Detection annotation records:
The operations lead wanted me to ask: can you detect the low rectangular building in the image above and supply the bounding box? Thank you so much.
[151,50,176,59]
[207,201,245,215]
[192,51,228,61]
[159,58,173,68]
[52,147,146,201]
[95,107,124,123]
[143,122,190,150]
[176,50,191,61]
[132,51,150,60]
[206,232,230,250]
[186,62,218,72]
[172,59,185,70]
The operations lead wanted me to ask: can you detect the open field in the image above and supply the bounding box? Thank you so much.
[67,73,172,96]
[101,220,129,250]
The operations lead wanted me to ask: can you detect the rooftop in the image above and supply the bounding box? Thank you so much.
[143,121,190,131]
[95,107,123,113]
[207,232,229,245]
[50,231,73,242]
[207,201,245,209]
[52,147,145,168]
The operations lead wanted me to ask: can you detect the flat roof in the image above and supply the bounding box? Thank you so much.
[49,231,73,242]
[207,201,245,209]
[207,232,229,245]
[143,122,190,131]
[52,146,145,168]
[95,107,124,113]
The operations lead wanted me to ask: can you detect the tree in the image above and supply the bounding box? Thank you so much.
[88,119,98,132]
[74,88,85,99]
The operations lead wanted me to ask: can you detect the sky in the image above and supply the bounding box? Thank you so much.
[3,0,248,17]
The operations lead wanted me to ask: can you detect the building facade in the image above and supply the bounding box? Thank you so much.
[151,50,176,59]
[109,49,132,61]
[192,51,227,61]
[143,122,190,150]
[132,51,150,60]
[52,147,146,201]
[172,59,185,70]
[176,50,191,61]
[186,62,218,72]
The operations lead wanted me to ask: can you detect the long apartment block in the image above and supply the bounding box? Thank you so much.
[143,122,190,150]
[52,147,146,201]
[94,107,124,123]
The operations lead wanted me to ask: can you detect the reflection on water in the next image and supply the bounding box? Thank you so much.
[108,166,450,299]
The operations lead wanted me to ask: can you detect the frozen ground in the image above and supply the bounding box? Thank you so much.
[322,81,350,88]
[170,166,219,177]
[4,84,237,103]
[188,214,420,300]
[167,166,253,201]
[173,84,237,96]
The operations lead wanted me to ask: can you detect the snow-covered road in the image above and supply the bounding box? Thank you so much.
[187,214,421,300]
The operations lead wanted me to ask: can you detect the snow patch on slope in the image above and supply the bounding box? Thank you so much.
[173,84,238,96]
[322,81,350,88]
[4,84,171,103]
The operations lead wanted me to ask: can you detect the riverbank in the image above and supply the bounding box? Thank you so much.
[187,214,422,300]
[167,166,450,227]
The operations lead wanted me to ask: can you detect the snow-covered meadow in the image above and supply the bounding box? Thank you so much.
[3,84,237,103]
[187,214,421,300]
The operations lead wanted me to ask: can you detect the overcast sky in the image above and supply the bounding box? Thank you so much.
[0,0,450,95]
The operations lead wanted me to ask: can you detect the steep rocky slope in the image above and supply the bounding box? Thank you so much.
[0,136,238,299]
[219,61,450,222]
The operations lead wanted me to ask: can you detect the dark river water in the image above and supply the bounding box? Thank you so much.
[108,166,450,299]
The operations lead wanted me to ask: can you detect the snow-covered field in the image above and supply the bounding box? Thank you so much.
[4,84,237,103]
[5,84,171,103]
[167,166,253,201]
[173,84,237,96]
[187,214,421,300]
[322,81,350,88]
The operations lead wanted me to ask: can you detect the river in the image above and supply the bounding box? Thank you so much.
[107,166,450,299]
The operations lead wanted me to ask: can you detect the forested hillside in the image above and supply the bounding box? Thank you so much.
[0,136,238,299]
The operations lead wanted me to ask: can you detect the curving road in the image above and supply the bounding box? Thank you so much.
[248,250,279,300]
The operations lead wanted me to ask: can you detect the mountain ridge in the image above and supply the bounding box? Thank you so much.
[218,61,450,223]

= What you need to do =
Reproduce every item with "project manager" substituted for "operations lead" and nothing else changed.

= Task result =
The project manager wanted me to ask: can you detect the low rectangular building in the image above and supply the bounding box? Thank you so much.
[151,50,176,59]
[207,201,245,215]
[192,51,228,61]
[159,58,173,68]
[52,147,146,201]
[95,107,124,123]
[143,122,190,150]
[176,50,191,61]
[132,51,150,60]
[206,232,230,250]
[186,62,218,72]
[172,59,185,70]
The project manager wanted me to ask: can you detect the open field in the image above and supply the bounding box? Thank you so much.
[67,73,172,96]
[101,220,129,250]
The project manager wanted me to ask: can you detect the rooftop in the image above and supply the bounding box? Thank you so much.
[143,121,190,131]
[95,107,123,113]
[207,232,229,245]
[50,231,73,242]
[207,201,245,209]
[52,147,145,168]
The project manager wanted me to ask: can you detect the flat roof in the image above and supply the bounding box? Thank you so much.
[49,231,73,242]
[207,201,245,209]
[207,232,229,245]
[143,122,190,131]
[52,146,145,168]
[95,107,124,113]
The project manager wanted me to ask: can you detect the tree in the image above and supply the bounding box? Thank you so much.
[88,119,98,132]
[74,88,85,99]
The project manager wanted me to ask: can you detect the sky in the image above and supply the bounding box? Thank you so much.
[3,0,248,17]
The project manager wanted me to ask: can you detect the building facade in the image above and supply the bounding box? Thank you so much.
[151,50,176,59]
[109,49,132,61]
[192,51,227,61]
[143,122,190,150]
[132,51,150,60]
[52,147,146,201]
[172,59,185,70]
[176,50,191,61]
[186,62,218,72]
The project manager wanted me to ask: can you detect the long apartment block in the image above and supply the bounding box? Thank you so much.
[143,122,190,150]
[52,147,146,201]
[94,107,124,123]
The project manager wanted me to ask: can you detect the reflection on water in the next image and supply the bounding box? Thank you so much.
[108,166,450,299]
The project manager wanted me to ask: can you detect the frozen ground in the image above and supply the bounding box? Thank you so much.
[322,81,350,88]
[170,166,219,177]
[4,84,237,103]
[188,214,420,300]
[167,166,253,201]
[173,84,237,96]
The project manager wanted me to ask: can you detect the snow-covered road in the image above and supply the bounding box? Thank you so much.
[187,214,421,300]
The project manager wanted me to ask: can you detect the snow patch on slope in the image above and supply the bounding box? Thank you so much.
[173,84,238,96]
[322,81,350,88]
[4,84,171,103]
The project manager wanted me to ask: can you detect the riverbank in the image above and supply the bounding box? Thank you so much.
[187,214,422,300]
[167,166,450,227]
The project manager wanted me to ask: can you detect the snow-covered meadow in the image above and supply the bounding box? Thank you so much.
[3,84,237,103]
[187,214,421,300]
The project manager wanted me to ask: can you detect the overcast sky in the image above and supply the bounding box? Thank you so much.
[0,0,450,95]
The project manager wanted me to ask: can you detect the steep rocky slope in the image above and supply the bounding box? Thank you so much.
[0,136,238,299]
[219,61,450,222]
The project manager wanted me to ask: can you detect the dark river water in the image above and supply the bounding box? Thank you so much.
[108,166,450,299]
The project manager wanted me to ask: can you detect the snow-covered field in the image above and supply the bounding box? Thank you so much.
[4,84,237,103]
[5,84,171,103]
[167,166,253,201]
[173,84,237,96]
[187,214,421,300]
[322,81,350,88]
The project manager wanted me to ask: can you detect the river in the image above and supply the bounding box? Thank you so much.
[107,166,450,299]
The project manager wanted me to ask: can you detect the forested hillside in the image above and supply the bounding box? Thank you so much.
[0,136,238,299]
The project manager wanted me to ask: can you detect the curving road in the image above and supply the bounding box? Thank you so much.
[248,250,279,300]
The project manager wanted me to ask: can you detect the mountain ridge in the image above and supply the bounding box? Thank you so much.
[218,61,450,223]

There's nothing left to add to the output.